Problem details. Please pull out each line of the data below that contains the word "woman".

Records for the task.
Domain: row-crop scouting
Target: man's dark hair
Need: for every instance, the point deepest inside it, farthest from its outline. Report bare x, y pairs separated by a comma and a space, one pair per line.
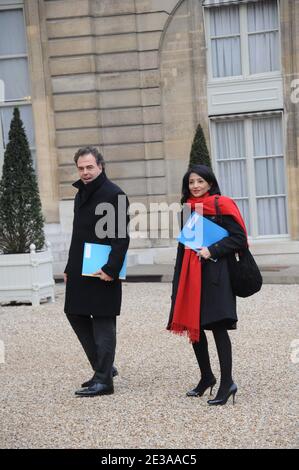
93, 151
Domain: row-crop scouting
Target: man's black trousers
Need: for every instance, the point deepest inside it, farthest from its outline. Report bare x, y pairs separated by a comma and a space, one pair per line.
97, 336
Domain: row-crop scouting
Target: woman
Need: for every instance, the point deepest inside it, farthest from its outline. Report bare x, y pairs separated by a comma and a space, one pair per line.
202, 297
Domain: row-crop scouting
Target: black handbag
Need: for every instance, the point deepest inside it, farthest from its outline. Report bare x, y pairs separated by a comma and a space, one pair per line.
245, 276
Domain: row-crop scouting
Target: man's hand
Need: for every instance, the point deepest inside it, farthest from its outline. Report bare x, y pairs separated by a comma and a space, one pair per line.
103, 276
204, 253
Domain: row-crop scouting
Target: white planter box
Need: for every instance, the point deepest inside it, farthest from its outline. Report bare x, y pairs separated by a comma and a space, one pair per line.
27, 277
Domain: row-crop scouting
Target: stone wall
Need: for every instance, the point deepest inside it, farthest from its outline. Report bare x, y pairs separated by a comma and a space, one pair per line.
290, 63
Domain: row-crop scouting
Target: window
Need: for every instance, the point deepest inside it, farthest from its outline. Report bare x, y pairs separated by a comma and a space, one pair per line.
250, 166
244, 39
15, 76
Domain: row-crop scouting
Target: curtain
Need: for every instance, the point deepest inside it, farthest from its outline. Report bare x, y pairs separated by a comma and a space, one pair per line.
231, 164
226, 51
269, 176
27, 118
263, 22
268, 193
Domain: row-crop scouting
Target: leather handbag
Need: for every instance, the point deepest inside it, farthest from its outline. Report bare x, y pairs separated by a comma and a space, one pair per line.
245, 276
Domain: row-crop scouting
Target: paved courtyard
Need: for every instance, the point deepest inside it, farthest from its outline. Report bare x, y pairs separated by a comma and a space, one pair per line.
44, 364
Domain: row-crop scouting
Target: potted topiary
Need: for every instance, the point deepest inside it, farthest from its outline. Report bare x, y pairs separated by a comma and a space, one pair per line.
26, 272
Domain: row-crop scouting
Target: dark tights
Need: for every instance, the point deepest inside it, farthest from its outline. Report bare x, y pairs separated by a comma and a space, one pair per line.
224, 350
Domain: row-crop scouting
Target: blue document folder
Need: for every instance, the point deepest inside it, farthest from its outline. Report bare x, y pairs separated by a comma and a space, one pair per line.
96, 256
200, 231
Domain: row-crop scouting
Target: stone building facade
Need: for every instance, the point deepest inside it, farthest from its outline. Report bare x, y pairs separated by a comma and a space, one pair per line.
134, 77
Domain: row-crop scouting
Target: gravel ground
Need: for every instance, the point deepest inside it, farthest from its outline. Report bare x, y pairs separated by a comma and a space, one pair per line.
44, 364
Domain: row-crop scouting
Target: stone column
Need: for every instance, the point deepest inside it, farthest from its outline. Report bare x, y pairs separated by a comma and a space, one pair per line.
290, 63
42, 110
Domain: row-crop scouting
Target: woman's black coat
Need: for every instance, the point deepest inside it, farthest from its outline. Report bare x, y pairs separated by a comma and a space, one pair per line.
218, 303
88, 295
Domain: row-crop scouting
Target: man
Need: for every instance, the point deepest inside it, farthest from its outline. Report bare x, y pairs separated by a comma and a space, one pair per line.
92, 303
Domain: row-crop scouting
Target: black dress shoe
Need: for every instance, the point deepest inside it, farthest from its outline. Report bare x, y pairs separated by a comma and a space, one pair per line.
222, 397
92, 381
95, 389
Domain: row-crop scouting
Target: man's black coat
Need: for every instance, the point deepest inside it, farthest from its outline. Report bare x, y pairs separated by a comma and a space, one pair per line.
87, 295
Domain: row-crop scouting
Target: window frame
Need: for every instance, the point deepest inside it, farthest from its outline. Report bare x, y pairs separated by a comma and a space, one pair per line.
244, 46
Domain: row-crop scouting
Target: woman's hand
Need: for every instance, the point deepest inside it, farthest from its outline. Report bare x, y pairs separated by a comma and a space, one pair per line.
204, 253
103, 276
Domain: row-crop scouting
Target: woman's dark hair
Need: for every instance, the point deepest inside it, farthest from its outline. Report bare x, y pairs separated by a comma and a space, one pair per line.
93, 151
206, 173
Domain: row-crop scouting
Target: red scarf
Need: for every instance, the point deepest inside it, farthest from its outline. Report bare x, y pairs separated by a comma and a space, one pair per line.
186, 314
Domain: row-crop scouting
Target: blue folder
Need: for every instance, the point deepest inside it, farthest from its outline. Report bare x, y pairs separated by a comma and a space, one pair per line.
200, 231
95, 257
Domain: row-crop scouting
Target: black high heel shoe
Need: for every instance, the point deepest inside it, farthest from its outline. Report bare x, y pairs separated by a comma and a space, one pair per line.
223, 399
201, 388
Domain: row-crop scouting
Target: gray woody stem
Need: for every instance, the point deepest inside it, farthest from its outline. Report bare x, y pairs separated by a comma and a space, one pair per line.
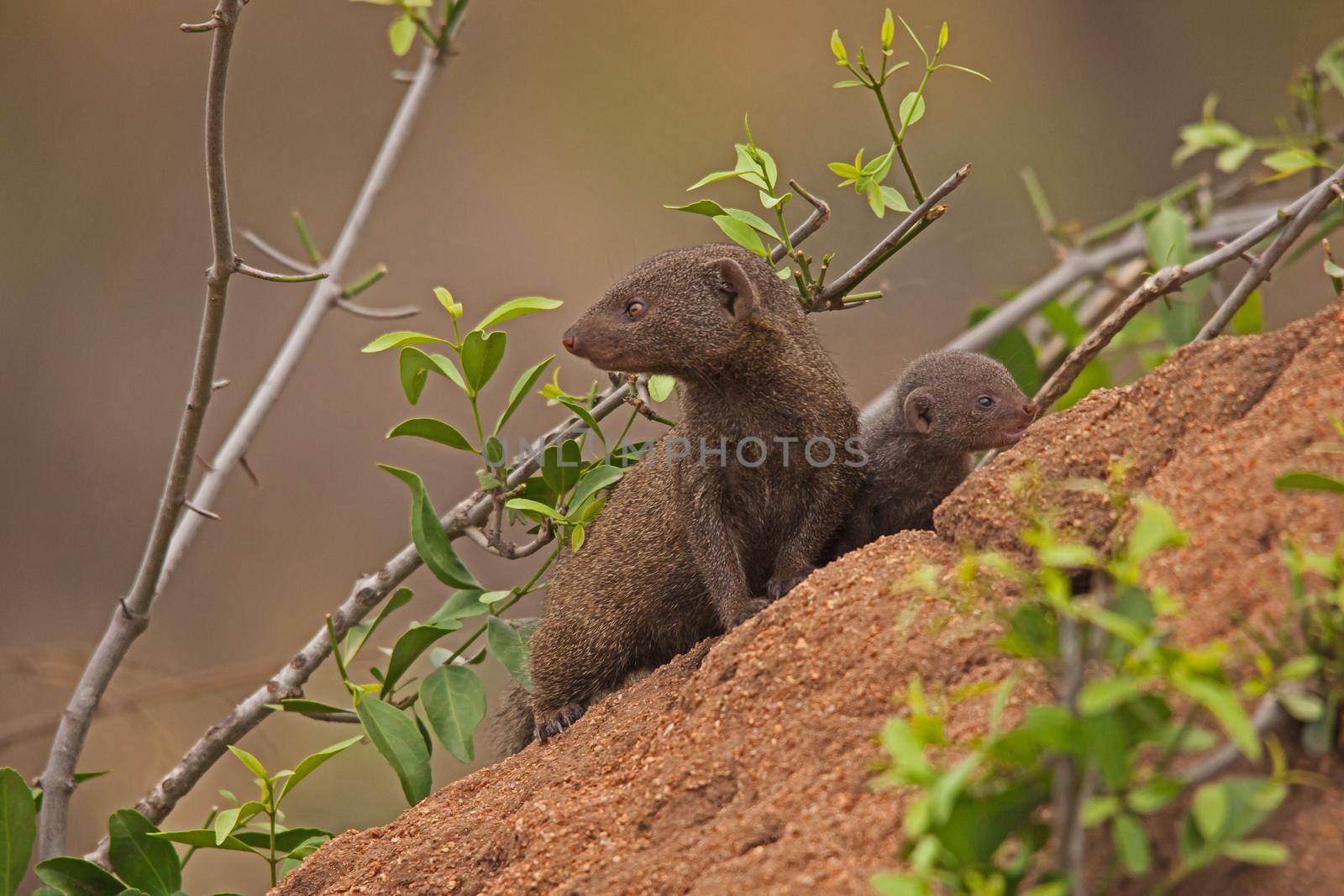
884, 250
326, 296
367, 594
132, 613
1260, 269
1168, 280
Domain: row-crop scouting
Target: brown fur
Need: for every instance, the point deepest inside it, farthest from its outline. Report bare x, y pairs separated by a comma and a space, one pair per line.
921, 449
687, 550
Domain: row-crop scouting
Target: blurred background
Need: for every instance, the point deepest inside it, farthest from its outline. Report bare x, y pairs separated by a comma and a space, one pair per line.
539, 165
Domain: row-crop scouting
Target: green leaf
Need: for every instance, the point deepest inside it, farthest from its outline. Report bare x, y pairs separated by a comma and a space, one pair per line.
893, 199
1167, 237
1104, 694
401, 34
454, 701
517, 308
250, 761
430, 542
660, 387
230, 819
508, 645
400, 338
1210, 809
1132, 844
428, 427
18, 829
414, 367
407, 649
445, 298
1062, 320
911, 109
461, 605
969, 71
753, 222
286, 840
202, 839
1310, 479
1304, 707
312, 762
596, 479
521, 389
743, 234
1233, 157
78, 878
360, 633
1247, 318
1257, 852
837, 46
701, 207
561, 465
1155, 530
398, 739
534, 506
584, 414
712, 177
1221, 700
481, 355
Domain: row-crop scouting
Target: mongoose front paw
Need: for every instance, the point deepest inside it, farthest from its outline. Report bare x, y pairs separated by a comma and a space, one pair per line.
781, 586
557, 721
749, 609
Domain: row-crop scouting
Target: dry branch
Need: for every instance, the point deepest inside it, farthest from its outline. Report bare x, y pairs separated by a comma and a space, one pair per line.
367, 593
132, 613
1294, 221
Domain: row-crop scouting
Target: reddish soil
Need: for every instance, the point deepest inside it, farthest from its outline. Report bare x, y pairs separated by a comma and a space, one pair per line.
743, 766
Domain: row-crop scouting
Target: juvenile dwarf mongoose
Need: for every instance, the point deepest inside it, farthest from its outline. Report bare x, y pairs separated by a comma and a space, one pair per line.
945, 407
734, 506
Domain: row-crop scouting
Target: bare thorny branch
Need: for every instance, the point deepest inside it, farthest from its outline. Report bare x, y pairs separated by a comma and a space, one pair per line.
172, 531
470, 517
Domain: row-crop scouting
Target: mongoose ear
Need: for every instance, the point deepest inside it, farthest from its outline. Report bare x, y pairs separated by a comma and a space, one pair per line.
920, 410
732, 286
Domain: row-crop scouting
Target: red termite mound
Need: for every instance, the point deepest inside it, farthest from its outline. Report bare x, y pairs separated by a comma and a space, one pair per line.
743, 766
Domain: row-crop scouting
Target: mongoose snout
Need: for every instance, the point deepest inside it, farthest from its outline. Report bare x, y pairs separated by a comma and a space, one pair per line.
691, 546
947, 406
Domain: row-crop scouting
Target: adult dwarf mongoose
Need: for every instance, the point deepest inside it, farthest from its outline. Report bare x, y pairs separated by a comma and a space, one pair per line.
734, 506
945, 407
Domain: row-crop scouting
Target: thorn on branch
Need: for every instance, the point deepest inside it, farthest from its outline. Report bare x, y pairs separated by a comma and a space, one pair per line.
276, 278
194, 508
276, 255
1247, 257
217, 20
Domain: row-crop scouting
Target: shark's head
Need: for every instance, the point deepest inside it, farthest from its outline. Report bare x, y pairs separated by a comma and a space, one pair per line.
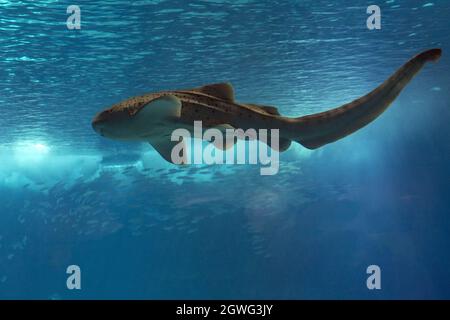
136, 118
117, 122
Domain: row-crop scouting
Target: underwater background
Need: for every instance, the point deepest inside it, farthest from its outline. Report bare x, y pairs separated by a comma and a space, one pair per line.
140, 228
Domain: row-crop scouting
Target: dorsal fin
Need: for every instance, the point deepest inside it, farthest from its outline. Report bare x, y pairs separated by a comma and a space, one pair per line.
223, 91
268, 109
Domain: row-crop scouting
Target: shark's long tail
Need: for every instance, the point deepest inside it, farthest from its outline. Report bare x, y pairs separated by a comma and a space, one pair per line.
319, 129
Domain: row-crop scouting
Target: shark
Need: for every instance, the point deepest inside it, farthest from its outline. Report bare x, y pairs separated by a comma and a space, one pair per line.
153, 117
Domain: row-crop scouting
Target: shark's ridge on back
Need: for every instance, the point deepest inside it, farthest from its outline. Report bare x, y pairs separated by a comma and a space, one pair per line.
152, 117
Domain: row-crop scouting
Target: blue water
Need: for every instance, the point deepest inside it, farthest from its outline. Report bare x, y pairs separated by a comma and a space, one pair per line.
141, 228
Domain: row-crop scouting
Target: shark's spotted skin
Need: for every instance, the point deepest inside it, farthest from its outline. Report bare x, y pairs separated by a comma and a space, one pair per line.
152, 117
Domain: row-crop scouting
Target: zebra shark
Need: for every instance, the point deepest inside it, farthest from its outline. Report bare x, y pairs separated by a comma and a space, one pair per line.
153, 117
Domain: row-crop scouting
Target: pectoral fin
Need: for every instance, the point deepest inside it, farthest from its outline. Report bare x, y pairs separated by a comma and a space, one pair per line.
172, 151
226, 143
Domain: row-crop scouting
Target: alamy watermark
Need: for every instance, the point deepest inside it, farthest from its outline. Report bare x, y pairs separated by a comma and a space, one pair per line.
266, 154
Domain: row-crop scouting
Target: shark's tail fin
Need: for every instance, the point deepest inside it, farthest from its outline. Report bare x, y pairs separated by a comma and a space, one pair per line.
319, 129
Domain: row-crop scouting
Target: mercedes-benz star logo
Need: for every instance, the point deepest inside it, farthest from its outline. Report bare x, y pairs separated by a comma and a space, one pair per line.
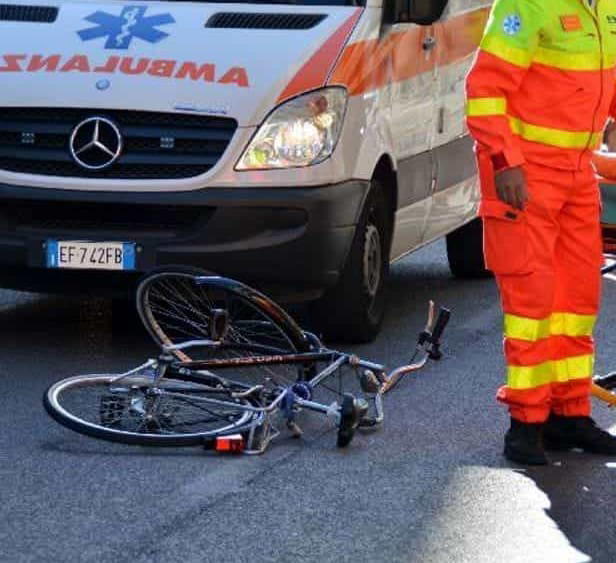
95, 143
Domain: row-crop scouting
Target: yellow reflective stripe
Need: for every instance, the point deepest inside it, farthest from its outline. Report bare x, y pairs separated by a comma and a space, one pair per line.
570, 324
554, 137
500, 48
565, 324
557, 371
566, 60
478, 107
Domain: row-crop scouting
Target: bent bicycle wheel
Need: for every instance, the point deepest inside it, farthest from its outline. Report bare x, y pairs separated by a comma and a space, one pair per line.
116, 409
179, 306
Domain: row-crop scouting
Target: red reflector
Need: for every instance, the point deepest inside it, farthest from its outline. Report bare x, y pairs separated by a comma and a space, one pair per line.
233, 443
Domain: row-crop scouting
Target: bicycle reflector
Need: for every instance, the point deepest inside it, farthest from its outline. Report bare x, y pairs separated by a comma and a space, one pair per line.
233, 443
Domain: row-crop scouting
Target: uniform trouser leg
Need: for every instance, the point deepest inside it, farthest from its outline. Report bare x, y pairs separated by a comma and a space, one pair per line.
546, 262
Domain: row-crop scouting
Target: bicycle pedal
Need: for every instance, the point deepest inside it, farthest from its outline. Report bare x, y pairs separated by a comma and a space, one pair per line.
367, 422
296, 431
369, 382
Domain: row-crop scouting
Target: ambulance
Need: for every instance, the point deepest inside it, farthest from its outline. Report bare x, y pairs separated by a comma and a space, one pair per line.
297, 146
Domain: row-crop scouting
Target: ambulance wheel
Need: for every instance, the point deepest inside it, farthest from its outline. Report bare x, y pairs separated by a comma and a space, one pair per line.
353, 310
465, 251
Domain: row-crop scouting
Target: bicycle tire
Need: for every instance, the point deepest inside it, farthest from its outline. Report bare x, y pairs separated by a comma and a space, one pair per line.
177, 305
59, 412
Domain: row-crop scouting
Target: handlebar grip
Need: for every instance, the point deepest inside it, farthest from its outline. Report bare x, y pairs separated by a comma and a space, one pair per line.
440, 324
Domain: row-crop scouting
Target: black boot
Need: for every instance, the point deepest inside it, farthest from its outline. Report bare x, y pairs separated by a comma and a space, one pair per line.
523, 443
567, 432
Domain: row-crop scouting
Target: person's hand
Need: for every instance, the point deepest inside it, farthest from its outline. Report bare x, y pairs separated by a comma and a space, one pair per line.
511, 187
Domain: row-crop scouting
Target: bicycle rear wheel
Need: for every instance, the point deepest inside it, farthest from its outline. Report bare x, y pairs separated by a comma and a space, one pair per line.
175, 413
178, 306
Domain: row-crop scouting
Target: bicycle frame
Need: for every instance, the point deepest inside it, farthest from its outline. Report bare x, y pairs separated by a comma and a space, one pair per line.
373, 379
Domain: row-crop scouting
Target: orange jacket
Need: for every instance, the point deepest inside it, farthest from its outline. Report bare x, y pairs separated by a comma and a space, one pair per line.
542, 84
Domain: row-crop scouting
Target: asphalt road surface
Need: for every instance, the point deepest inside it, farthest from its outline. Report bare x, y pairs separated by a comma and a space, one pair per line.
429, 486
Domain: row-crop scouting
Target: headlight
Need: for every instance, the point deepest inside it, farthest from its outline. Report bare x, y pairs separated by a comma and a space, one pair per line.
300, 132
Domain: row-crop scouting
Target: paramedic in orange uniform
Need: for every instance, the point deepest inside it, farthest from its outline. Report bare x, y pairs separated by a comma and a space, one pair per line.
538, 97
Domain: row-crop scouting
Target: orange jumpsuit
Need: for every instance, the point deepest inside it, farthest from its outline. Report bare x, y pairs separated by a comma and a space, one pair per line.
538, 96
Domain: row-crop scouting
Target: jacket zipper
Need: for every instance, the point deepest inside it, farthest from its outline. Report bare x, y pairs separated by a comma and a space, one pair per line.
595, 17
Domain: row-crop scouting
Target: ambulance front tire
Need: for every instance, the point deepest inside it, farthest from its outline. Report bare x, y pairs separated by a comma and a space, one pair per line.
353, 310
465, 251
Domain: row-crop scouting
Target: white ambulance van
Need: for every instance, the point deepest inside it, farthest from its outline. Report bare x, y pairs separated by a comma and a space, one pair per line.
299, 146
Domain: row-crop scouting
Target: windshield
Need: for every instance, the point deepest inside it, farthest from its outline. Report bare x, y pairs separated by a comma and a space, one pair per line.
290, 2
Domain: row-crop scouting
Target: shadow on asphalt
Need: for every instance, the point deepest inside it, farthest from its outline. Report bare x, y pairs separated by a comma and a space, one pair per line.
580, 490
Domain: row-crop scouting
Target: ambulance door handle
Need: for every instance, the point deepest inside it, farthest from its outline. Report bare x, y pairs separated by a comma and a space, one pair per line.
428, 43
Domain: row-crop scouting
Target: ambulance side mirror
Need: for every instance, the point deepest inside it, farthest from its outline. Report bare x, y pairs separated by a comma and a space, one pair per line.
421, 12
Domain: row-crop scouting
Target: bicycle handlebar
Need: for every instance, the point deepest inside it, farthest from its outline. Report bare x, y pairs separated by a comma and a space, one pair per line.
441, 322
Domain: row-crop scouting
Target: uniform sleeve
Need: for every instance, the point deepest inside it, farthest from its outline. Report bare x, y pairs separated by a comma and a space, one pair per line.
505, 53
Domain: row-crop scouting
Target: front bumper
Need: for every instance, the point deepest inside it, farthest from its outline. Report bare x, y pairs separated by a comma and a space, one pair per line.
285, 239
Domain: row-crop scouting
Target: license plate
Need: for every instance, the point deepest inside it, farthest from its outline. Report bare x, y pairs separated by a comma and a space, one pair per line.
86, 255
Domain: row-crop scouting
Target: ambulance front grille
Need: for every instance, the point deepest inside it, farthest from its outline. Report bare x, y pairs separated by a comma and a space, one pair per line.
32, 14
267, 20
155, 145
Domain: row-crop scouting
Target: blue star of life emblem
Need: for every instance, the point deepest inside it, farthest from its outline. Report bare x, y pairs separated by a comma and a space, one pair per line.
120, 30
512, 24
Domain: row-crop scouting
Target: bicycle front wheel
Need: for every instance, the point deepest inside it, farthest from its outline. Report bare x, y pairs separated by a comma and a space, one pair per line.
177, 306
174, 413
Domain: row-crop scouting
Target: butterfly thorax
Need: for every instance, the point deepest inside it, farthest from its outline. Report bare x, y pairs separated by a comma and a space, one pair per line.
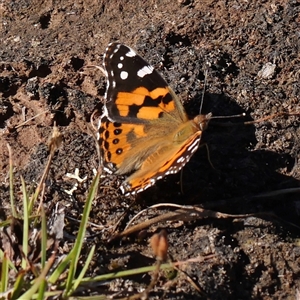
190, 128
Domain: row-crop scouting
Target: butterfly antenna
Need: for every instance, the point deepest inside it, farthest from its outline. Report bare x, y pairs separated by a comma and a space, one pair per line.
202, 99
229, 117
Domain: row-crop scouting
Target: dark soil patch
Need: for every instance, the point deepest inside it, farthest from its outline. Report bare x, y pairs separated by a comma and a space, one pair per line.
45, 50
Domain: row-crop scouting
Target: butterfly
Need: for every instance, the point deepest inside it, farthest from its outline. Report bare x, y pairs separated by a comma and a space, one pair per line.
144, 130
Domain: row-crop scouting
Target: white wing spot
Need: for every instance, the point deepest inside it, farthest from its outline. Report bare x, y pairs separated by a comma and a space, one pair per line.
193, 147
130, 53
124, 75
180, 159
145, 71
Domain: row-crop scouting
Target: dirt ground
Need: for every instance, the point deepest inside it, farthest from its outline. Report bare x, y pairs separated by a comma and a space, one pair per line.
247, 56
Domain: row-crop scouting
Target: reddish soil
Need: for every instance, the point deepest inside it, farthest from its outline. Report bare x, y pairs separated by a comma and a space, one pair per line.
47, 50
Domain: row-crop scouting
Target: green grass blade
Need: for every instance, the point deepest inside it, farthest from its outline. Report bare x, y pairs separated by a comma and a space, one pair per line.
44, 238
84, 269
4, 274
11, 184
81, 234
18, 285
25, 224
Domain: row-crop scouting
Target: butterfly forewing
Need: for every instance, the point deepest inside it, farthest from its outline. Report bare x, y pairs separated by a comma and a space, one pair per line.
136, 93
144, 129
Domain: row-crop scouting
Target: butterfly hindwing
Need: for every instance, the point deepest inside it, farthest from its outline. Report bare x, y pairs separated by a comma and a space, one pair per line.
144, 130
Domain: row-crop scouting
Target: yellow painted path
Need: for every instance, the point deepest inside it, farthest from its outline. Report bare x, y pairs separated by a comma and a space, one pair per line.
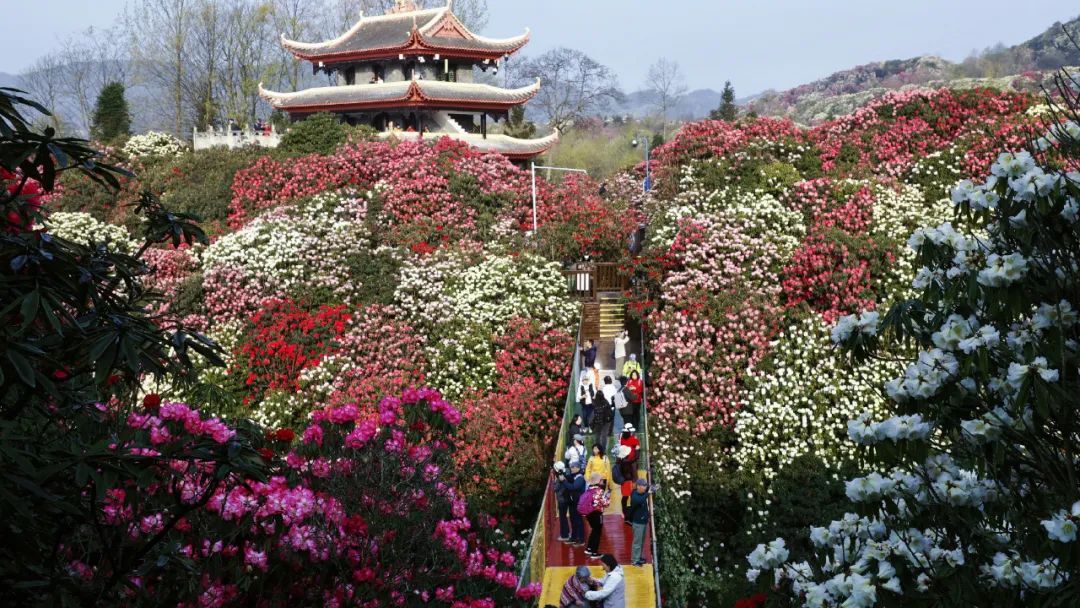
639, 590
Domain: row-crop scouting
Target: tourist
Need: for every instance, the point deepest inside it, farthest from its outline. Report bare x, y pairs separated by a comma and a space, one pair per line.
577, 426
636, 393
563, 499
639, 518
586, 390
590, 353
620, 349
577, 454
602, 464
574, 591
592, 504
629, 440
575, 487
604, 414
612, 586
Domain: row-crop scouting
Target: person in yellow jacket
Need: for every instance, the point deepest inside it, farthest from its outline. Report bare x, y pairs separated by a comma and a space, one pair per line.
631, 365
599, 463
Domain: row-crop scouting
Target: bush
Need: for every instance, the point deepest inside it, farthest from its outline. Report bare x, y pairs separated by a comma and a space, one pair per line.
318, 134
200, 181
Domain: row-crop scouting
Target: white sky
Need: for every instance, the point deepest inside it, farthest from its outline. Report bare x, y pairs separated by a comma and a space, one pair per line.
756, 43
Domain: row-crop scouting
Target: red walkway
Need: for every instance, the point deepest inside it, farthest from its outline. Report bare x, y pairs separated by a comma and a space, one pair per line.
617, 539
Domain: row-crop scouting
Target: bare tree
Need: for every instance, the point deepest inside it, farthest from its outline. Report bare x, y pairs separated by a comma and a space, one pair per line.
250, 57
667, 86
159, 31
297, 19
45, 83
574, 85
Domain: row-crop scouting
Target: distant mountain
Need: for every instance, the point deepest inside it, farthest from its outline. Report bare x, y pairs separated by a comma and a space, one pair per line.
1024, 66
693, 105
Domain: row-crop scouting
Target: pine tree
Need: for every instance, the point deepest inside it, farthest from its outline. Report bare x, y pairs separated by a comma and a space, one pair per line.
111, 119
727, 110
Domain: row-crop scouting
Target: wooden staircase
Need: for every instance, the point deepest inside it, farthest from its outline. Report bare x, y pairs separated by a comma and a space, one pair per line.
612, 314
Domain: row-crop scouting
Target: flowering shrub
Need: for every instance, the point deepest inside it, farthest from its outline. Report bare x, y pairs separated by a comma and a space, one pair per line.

Exercise response.
Target: woman
Target: woman's black coat
Target: woman's hand
Target: woman's dark hair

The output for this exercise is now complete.